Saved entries
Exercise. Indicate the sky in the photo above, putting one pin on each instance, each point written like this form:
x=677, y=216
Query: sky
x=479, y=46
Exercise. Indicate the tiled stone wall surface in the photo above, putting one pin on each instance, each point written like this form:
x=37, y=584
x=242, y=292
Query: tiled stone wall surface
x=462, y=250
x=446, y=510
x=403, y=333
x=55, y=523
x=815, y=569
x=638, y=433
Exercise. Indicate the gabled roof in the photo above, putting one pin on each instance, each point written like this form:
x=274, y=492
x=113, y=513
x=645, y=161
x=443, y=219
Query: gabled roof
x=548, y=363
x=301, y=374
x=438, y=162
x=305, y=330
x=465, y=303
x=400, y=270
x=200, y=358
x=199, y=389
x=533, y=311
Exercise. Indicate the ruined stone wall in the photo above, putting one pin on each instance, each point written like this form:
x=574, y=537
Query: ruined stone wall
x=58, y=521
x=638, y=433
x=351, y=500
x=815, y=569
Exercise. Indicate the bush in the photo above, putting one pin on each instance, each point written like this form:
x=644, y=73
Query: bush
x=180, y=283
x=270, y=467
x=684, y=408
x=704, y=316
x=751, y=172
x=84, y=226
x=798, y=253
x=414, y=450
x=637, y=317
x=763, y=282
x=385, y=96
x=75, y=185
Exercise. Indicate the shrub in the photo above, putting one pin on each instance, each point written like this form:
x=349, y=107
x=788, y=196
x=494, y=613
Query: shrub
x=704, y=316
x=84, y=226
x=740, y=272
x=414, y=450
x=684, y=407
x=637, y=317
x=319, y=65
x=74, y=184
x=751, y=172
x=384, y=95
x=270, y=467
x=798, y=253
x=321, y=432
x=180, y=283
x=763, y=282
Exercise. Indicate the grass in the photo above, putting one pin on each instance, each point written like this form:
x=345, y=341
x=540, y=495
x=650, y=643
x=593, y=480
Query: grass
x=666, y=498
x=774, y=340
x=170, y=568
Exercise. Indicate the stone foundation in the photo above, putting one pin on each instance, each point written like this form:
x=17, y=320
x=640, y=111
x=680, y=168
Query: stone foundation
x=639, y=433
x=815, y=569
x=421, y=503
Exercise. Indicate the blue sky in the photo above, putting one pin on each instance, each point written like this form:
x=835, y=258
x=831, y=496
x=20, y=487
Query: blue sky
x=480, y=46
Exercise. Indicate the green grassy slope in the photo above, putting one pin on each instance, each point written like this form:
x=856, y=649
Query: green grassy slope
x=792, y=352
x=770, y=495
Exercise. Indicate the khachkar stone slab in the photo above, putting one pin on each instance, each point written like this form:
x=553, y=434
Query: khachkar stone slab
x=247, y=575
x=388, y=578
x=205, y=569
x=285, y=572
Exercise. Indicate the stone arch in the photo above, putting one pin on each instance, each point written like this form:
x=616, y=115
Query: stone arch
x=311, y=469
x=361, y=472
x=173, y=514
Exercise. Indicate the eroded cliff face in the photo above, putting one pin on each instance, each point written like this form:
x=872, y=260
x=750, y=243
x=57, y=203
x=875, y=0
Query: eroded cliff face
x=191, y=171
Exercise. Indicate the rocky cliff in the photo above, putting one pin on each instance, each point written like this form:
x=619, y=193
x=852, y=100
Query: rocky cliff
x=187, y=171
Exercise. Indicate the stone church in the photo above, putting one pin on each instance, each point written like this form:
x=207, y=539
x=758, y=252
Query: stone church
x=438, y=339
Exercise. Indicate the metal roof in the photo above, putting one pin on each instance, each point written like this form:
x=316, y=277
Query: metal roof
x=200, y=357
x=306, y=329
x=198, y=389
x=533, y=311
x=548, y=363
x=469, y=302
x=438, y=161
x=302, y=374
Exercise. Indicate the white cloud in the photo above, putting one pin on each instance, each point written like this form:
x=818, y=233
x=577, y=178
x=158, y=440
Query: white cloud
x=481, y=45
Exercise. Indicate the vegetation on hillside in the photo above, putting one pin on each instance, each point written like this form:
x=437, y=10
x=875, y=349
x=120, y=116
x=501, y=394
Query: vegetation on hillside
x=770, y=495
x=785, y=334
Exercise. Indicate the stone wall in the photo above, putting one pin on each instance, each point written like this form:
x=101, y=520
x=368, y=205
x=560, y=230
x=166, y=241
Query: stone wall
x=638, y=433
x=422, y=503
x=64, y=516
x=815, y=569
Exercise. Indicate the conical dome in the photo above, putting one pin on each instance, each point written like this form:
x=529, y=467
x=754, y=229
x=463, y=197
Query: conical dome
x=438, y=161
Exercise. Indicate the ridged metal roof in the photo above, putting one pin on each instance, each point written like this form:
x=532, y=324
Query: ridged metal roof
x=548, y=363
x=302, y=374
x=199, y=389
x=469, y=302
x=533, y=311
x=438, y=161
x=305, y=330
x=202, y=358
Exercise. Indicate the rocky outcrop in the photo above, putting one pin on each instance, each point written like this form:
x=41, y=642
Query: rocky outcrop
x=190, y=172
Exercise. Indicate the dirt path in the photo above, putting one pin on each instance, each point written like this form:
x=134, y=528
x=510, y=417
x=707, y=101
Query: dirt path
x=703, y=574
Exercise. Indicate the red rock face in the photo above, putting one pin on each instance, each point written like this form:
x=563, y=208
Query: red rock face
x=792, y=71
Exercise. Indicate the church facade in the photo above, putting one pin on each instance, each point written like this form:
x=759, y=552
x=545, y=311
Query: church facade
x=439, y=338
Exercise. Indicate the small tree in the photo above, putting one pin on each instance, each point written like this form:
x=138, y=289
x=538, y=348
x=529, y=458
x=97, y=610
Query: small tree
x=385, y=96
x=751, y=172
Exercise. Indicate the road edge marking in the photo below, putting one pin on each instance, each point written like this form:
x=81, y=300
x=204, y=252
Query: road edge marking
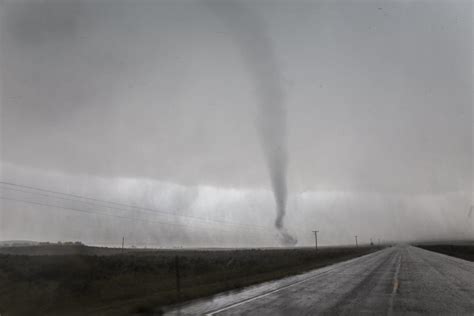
x=396, y=283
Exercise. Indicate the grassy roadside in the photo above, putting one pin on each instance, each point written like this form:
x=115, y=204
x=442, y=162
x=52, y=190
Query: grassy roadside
x=136, y=283
x=465, y=252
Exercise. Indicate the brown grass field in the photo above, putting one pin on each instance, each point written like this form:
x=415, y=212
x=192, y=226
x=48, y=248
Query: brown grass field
x=79, y=280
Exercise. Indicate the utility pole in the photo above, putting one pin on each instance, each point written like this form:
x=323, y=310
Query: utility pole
x=178, y=278
x=316, y=238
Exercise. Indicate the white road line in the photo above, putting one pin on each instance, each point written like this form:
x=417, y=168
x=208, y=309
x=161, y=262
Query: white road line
x=343, y=264
x=395, y=286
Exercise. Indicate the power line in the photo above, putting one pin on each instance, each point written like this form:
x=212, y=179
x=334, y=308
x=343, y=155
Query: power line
x=97, y=213
x=139, y=208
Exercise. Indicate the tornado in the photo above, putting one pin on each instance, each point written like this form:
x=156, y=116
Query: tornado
x=249, y=33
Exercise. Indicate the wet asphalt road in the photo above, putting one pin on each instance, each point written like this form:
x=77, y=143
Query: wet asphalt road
x=397, y=280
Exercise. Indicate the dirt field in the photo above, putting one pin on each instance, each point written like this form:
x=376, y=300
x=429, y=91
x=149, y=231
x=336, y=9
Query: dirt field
x=465, y=252
x=136, y=281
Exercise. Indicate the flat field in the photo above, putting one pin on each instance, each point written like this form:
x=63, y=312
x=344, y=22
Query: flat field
x=80, y=280
x=462, y=251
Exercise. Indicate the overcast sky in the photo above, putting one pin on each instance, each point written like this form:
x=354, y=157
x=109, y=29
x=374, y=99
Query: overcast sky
x=158, y=104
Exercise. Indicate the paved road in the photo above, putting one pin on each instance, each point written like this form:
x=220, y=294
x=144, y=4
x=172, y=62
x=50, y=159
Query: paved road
x=397, y=280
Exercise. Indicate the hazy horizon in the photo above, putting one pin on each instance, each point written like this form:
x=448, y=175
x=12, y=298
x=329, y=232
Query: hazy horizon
x=194, y=117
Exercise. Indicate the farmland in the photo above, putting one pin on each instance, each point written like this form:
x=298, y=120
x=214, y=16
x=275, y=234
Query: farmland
x=105, y=281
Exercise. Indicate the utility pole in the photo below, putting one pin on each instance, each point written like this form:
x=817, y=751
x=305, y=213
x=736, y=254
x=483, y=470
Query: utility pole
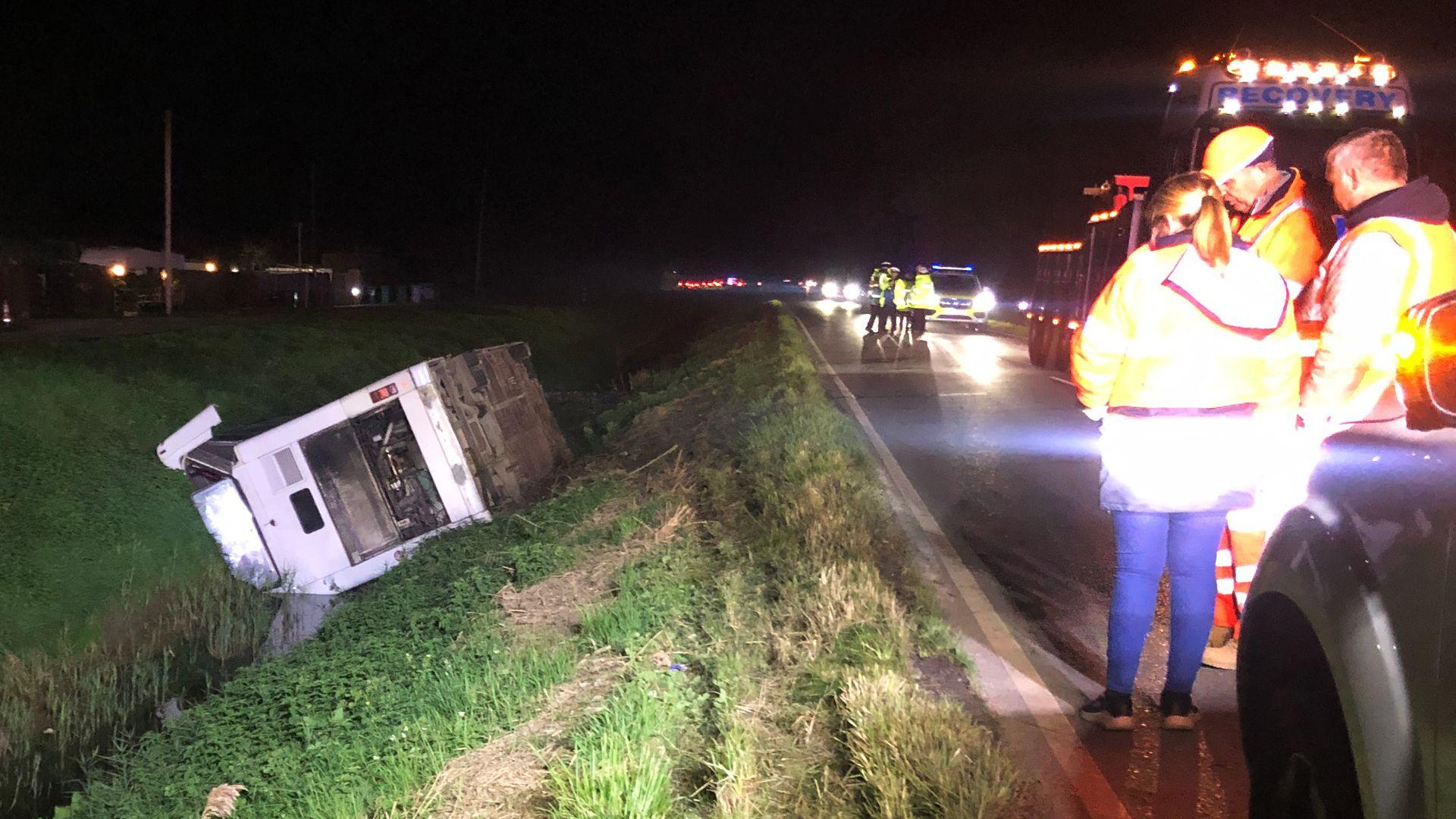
x=308, y=278
x=166, y=221
x=313, y=213
x=479, y=234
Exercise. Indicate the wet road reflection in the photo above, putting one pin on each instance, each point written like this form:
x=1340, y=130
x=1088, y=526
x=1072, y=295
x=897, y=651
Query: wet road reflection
x=1008, y=465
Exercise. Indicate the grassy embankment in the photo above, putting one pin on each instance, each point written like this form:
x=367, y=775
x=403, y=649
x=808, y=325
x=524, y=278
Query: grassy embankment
x=714, y=620
x=112, y=592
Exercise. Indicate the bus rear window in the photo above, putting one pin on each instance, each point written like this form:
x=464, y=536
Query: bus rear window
x=306, y=510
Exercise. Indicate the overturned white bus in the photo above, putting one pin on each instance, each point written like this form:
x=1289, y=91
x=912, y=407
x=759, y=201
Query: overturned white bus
x=338, y=496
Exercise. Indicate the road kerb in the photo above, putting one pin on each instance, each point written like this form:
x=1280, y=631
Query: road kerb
x=1012, y=686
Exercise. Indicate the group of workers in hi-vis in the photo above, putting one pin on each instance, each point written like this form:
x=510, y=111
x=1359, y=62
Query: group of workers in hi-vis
x=1219, y=359
x=900, y=303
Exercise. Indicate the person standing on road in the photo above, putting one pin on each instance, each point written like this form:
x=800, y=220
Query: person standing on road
x=922, y=299
x=880, y=284
x=902, y=300
x=1398, y=251
x=1270, y=213
x=1188, y=360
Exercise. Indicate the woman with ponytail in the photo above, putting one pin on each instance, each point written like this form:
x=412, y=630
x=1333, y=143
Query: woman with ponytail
x=1190, y=362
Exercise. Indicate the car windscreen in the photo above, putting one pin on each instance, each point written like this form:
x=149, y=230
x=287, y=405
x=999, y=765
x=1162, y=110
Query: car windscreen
x=946, y=284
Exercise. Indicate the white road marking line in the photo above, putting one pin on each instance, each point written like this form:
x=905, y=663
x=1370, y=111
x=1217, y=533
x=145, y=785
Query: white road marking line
x=1049, y=714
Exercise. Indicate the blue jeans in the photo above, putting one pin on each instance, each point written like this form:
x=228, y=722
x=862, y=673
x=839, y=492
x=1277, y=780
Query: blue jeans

• Problem requirements: A copy of each line above that holds the word "jeans" is the expected answer.

• Task response:
Exercise. Indicate the blue jeans in the photo above, putting one pin on each instance, each point written like this form:
Query: blue jeans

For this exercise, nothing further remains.